EXERCISE BRIEF =>
From the entries below, copy every line where the string "rough" appears.

━━ DATASET CONTENT

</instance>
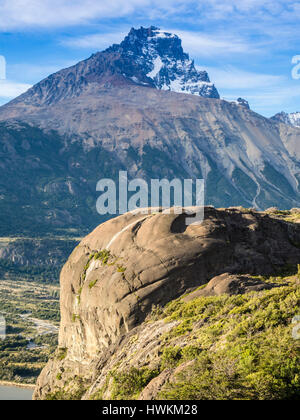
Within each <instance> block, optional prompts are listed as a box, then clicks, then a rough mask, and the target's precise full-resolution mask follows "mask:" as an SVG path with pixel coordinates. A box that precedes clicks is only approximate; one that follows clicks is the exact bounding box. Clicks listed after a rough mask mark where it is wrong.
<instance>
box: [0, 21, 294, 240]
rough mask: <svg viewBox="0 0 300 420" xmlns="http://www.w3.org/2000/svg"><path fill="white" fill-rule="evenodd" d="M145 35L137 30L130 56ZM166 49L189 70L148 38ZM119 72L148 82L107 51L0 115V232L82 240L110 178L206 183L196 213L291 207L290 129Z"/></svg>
mask: <svg viewBox="0 0 300 420" xmlns="http://www.w3.org/2000/svg"><path fill="white" fill-rule="evenodd" d="M138 31H141V30H137V32H138ZM149 31H150V32H149ZM151 31H152V32H151ZM155 31H157V30H156V29H151V28H149V29H148V32H147V30H146V34H144V35H143V36H141V40H140V44H139V49H142V48H143V46H144V40H145V37H146V39H148V36H146V35H147V34H148V33H154V34H155V33H156V32H155ZM142 32H143V33H144V32H145V29H144V30H142ZM134 34H136V32H132V33H131V35H132V36H133V35H134ZM159 34H161V33H160V32H159ZM164 34H165V33H164ZM129 38H130V36H129ZM152 38H155V36H154V35H153V36H151V37H150V41H149V43H150V46H151V48H152V41H151V40H152ZM169 38H171V44H170V43H167V46H170V45H171V46H172V45H173V42H175V47H176V48H175V47H174V46H172V51H173V50H174V48H175V51H177V52H178V54H179V56H178V57H180V58H182V59H183V60H185V59H186V60H187V59H188V58H187V56H186V55H185V53H184V52H183V50H182V47H181V44H180V40H179V38H177V37H176V36H171V35H169V34H167V35H164V37H162V38H161V37H160V36H159V37H158V39H162V40H163V41H164V40H166V39H167V40H169ZM125 39H127V38H125ZM129 41H130V40H129V39H128V40H127V41H124V42H125V44H126V45H127V42H129ZM168 42H169V41H168ZM129 43H130V42H129ZM154 44H155V45H156V41H155V42H154ZM121 45H122V43H121ZM130 45H131V44H130ZM133 45H135V43H133ZM159 45H160V46H161V44H159ZM173 47H174V48H173ZM122 48H123V47H121V49H122ZM149 48H150V47H149ZM151 48H150V49H151ZM126 51H128V47H126ZM168 51H169V50H168V49H167V51H166V53H165V54H167V55H170V53H169V52H168ZM146 52H147V51H146ZM176 54H177V53H176ZM176 54H175V56H174V60H175V61H176V59H177V58H178V57H177V56H176ZM161 55H162V56H163V55H164V54H163V51H162V52H161ZM128 57H129V58H128ZM152 58H153V57H152ZM141 59H142V61H143V62H144V60H145V57H144V56H143V57H141ZM99 60H100V61H99ZM124 60H125V61H124ZM126 60H127V61H126ZM154 60H155V58H154ZM171 61H172V60H171ZM116 62H117V63H118V66H119V67H118V66H117V67H116ZM99 63H100V64H99ZM126 63H127V64H128V63H129V70H130V71H131V73H128V74H129V75H130V74H131V75H132V74H133V73H132V72H133V71H136V73H135V75H136V77H141V78H142V77H144V76H145V74H149V71H150V72H151V71H152V70H151V69H152V67H151V63H152V64H153V62H151V63H150V62H149V66H150V67H148V68H145V69H144V70H143V73H142V72H141V65H137V64H136V59H132V57H131V58H130V55H129V56H126V57H125V58H124V57H122V52H121V51H120V46H113V47H110V48H109V49H108V50H106V51H104V52H103V53H98V54H96V55H93V56H92V57H91V58H90V59H87V60H85V61H82V62H80V63H79V64H78V65H76V66H73V67H71V68H70V69H71V70H70V69H64V70H62V71H61V72H58V73H56V74H55V75H52V76H50V77H49V78H47V79H44V80H43V81H42V82H41V83H39V84H37V85H35V86H34V87H33V88H32V89H31V90H30V91H28V92H27V93H25V94H23V95H21V96H20V97H18V98H16V99H15V100H13V101H11V102H10V103H9V104H7V105H4V106H2V107H0V121H2V123H1V127H0V128H1V130H2V131H1V133H2V134H1V139H0V140H1V141H0V155H1V158H2V160H1V167H2V176H1V178H0V194H1V197H2V198H1V200H0V207H1V209H2V216H3V226H5V225H7V226H8V225H9V226H11V227H12V226H16V225H18V226H19V225H20V228H21V225H22V223H21V221H24V222H25V221H26V226H27V228H28V229H30V225H34V224H36V222H35V221H34V219H33V218H32V216H30V214H36V215H38V220H39V228H40V229H42V228H43V229H46V230H47V229H48V228H50V229H61V228H63V227H64V226H65V227H67V228H77V227H78V225H80V226H84V231H86V229H89V230H90V229H91V228H92V227H94V226H96V225H97V224H99V223H100V222H101V221H103V219H99V217H100V216H99V215H97V213H96V210H95V204H96V200H97V194H96V184H97V182H98V181H99V179H101V178H103V177H104V178H107V177H109V178H112V179H114V180H117V178H118V172H119V171H120V170H127V171H128V174H129V178H131V179H132V178H137V177H138V178H143V179H145V180H146V181H149V180H150V179H151V178H167V179H170V180H171V179H174V178H179V179H186V178H188V179H190V178H204V179H205V182H206V204H211V205H214V206H216V207H225V206H239V205H240V206H244V207H256V208H260V209H265V208H267V207H272V206H276V207H279V208H281V209H285V208H292V207H300V148H299V142H300V130H299V128H297V127H292V126H290V125H286V124H281V123H278V122H277V121H273V120H270V119H268V118H264V117H263V116H261V115H259V114H257V113H255V112H253V111H252V110H251V109H249V106H248V103H247V102H246V101H245V100H243V99H239V100H238V101H237V103H230V102H227V101H224V100H221V99H218V98H206V97H201V96H199V95H192V94H182V93H178V92H172V91H169V90H161V89H157V88H156V87H155V86H154V85H153V86H152V87H151V86H150V85H144V84H140V83H135V82H133V81H132V80H131V79H129V78H127V77H124V76H123V75H122V69H123V67H124V65H125V64H126ZM99 66H100V67H99ZM99 68H100V69H102V70H103V71H102V70H101V71H96V70H97V69H98V70H99ZM129 70H128V71H129ZM83 75H85V77H83ZM205 77H206V76H205ZM141 80H143V79H141ZM145 80H146V79H145ZM17 121H19V122H17ZM46 151H47V153H46ZM24 157H26V159H28V163H29V164H28V165H27V166H26V165H25V166H24V165H23V163H24ZM17 162H18V164H17ZM20 165H21V166H20ZM21 167H22V168H23V169H22V170H23V171H25V173H26V174H27V175H26V176H27V177H28V182H27V183H25V182H24V179H22V177H20V176H19V174H20V172H19V171H20V168H21ZM7 174H10V176H11V177H12V178H11V179H12V180H13V182H11V183H10V184H9V185H7ZM23 178H24V176H23ZM29 197H31V198H30V200H32V201H31V202H30V200H29ZM16 203H18V205H17V210H15V209H16ZM28 206H29V207H28ZM25 214H26V217H24V216H25ZM85 216H86V217H85ZM30 218H31V219H30ZM27 228H26V229H27ZM18 229H19V228H18ZM32 229H33V227H32ZM26 232H27V231H26ZM18 233H19V231H18ZM29 233H30V232H29ZM5 234H7V232H6V233H5ZM27 234H28V232H27Z"/></svg>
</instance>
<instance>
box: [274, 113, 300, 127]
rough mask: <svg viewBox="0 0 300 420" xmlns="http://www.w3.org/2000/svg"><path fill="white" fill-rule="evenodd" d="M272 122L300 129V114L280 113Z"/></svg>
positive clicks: (295, 113)
mask: <svg viewBox="0 0 300 420" xmlns="http://www.w3.org/2000/svg"><path fill="white" fill-rule="evenodd" d="M271 120H273V121H277V122H282V123H284V124H288V125H292V126H293V127H299V128H300V112H293V113H291V114H287V113H286V112H280V113H279V114H276V115H274V117H272V118H271Z"/></svg>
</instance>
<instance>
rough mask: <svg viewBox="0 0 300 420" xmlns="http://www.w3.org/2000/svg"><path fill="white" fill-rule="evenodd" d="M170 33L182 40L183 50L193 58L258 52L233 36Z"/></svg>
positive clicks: (222, 34)
mask: <svg viewBox="0 0 300 420" xmlns="http://www.w3.org/2000/svg"><path fill="white" fill-rule="evenodd" d="M170 32H174V33H176V34H177V35H178V36H179V37H180V38H181V39H182V45H183V48H184V50H185V51H188V52H189V53H190V55H191V56H193V57H216V56H224V55H232V54H242V53H247V54H250V53H254V52H257V51H258V47H256V46H255V45H253V43H251V44H250V43H248V42H247V41H246V40H243V39H242V38H238V37H236V36H233V35H226V34H220V35H209V34H205V33H200V32H191V31H180V30H179V31H178V30H176V29H174V30H171V31H170Z"/></svg>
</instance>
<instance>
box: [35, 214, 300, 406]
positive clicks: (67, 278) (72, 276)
mask: <svg viewBox="0 0 300 420" xmlns="http://www.w3.org/2000/svg"><path fill="white" fill-rule="evenodd" d="M299 242H300V226H299V225H293V224H291V223H287V222H283V221H280V220H275V219H272V218H270V217H269V216H268V215H267V214H260V213H257V212H250V211H249V212H240V211H239V210H238V209H229V210H225V209H223V210H222V209H220V210H215V209H213V208H206V211H205V221H204V222H203V224H201V225H198V226H193V225H192V226H188V227H186V225H185V215H184V214H183V215H175V214H163V213H158V214H145V215H140V214H139V215H133V214H126V215H123V216H121V217H118V218H116V219H114V220H111V221H108V222H106V223H104V224H102V225H100V226H99V227H98V228H97V229H96V230H95V231H94V232H92V233H91V234H90V235H88V236H87V237H86V238H85V239H84V240H83V241H82V242H81V244H80V245H79V246H78V247H77V248H76V249H75V250H74V251H73V253H72V255H71V256H70V258H69V260H68V262H67V263H66V265H65V266H64V268H63V270H62V273H61V326H60V334H59V347H60V348H61V349H65V352H66V354H65V358H64V359H63V360H61V361H59V360H52V361H50V362H49V365H48V366H47V367H46V368H45V369H44V371H43V373H42V374H41V376H40V378H39V380H38V383H37V388H36V392H35V397H36V398H43V397H44V396H45V395H46V394H47V393H48V392H51V390H52V391H53V390H54V389H55V387H57V386H58V383H57V380H56V375H57V369H61V368H63V369H64V371H66V369H67V368H68V369H69V368H70V367H71V368H70V369H71V370H72V372H74V369H75V368H74V366H75V367H76V371H78V372H81V375H83V376H89V370H91V369H92V370H93V369H94V370H97V369H98V370H97V372H98V371H99V369H100V370H101V368H100V367H99V366H105V369H109V366H110V363H115V362H116V359H114V358H112V356H113V354H114V352H115V351H116V349H117V348H118V347H119V346H120V342H123V341H124V337H125V338H126V337H127V336H128V337H129V338H128V340H129V341H127V343H128V346H129V348H130V343H131V341H130V332H131V331H133V330H134V329H135V328H137V327H138V326H140V325H141V324H142V323H143V321H144V320H145V318H146V316H147V315H148V314H149V313H150V312H151V310H152V307H153V305H155V306H157V305H159V306H164V305H165V304H166V303H168V302H170V301H171V300H173V299H175V298H178V297H180V296H181V295H183V294H184V293H186V292H189V291H193V289H195V288H197V287H199V286H201V285H204V284H206V283H208V282H209V281H210V280H211V279H213V280H212V281H211V282H210V283H209V284H208V286H207V287H206V290H208V289H210V290H214V293H217V294H220V293H232V291H233V293H244V292H248V291H253V290H263V289H264V288H270V287H272V285H266V286H265V287H262V284H260V283H261V282H256V281H255V280H252V281H251V280H249V279H247V276H245V275H246V274H248V276H249V275H259V274H260V275H271V274H274V273H275V272H276V270H278V271H280V270H281V269H282V268H283V267H285V266H287V265H294V266H295V265H296V264H297V263H298V262H299V260H300V249H299V247H297V246H296V245H295V244H298V243H299ZM223 273H230V274H226V275H225V276H221V275H222V274H223ZM236 274H239V276H233V275H236ZM216 276H219V277H216ZM212 286H213V287H212ZM204 290H205V289H204ZM169 327H170V326H168V325H166V324H162V325H161V326H160V327H159V328H160V329H162V330H163V329H168V328H169ZM147 328H148V327H147ZM151 328H152V327H151V326H149V331H148V332H147V330H146V329H145V332H144V333H145V340H146V341H147V343H149V345H150V343H151V340H152V341H153V346H154V347H155V345H156V344H155V334H157V333H158V331H157V329H155V330H152V329H151ZM147 337H148V338H147ZM125 341H126V340H125ZM122 345H123V344H122ZM112 349H114V350H112ZM131 350H132V349H131ZM131 350H130V351H131ZM104 354H105V356H104ZM147 354H148V353H147V351H146V352H145V357H146V355H147ZM101 355H102V356H101ZM140 355H141V354H140V353H139V356H140ZM96 365H97V366H98V368H97V369H96V367H95V366H96ZM72 366H73V367H72ZM103 375H104V373H103ZM103 375H102V376H101V378H102V379H101V380H103V381H105V375H104V376H103ZM90 380H91V379H90ZM97 383H98V384H99V382H97Z"/></svg>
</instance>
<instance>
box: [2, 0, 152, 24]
mask: <svg viewBox="0 0 300 420" xmlns="http://www.w3.org/2000/svg"><path fill="white" fill-rule="evenodd" d="M149 3H150V0H127V1H123V0H113V1H111V0H100V1H99V0H0V29H2V30H7V29H19V28H20V27H22V28H24V27H25V28H26V27H53V26H54V27H56V26H70V25H77V24H83V23H88V22H92V21H94V20H95V19H98V18H104V17H108V18H109V17H118V16H120V17H121V16H125V15H128V14H130V13H132V12H133V11H134V10H135V8H136V7H139V5H140V6H141V7H142V6H144V5H148V4H149Z"/></svg>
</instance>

━━━━

ANSWER =>
Within each <instance> block, optional prompts are listed as a box, then clicks, then a rough mask, and the target's precise full-resolution mask follows "mask:" as an SVG path with pixel coordinates. A box that precedes clicks is only approximate; one that follows clicks is the exact bounding box. Clicks listed after a rough mask mark where it is wrong.
rough mask: <svg viewBox="0 0 300 420" xmlns="http://www.w3.org/2000/svg"><path fill="white" fill-rule="evenodd" d="M145 35L137 30L130 56ZM166 49L189 70L148 38ZM119 72L148 82L107 51L0 115V232L82 240L110 178L206 183L196 213L291 207L290 129Z"/></svg>
rough mask: <svg viewBox="0 0 300 420" xmlns="http://www.w3.org/2000/svg"><path fill="white" fill-rule="evenodd" d="M272 122L300 129V114L280 113Z"/></svg>
rough mask: <svg viewBox="0 0 300 420" xmlns="http://www.w3.org/2000/svg"><path fill="white" fill-rule="evenodd" d="M170 33L182 40L183 50L193 58L258 52L233 36Z"/></svg>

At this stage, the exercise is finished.